Set task: Reproduce every one of the rows below word for word, omitting the pictures from your answer.

-- START Data shown --

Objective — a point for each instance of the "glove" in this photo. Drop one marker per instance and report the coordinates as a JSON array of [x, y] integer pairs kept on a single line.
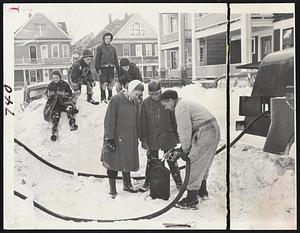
[[144, 145], [50, 93], [111, 145], [174, 154]]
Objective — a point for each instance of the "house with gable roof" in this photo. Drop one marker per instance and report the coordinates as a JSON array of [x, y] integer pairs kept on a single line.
[[40, 46], [134, 39]]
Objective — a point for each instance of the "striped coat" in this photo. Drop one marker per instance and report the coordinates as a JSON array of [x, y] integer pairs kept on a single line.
[[158, 126]]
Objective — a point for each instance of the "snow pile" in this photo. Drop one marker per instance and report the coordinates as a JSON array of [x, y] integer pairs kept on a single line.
[[258, 179], [262, 189]]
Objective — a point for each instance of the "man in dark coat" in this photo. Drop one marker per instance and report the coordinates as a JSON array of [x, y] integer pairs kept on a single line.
[[59, 96], [80, 73], [199, 135], [120, 148], [158, 132], [128, 72], [105, 64]]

-- END Data shown --

Response for this exercise:
Objective — a point for each instance of the "glove" in this photo. Drop one marker per instance and report the coordinates as a JSON array of [x, y] integer pairs kept on a single line.
[[144, 145], [50, 93], [111, 145], [174, 154]]
Objective — a point for each instance of the "house with gable roof" in this photo. Drop one marker per instance and report the coordinates as a JSON array of [x, y] integer pairs kept on a single line.
[[40, 46], [134, 39]]
Objective — a point for each instance of the "striped coat" in this photo. Drop one marker per instance and report the coordinates as a JSON array of [x, y] integer pairs kept on a single line.
[[158, 126]]
Objective — a point for each instance of the "snow pile" in this photo. Drop one marker per instance and report the coordinates as a JSON array of [x, y] integer pairs kept on a single line.
[[258, 179], [262, 189]]
Objective — a point for each instance of the "man in dark coat" in this photo. Drop one marker per instance and report the coordinates as a JSON array of [x, y] integer pairs kept on a single line.
[[59, 96], [80, 73], [199, 135], [120, 148], [158, 132], [128, 72], [105, 64]]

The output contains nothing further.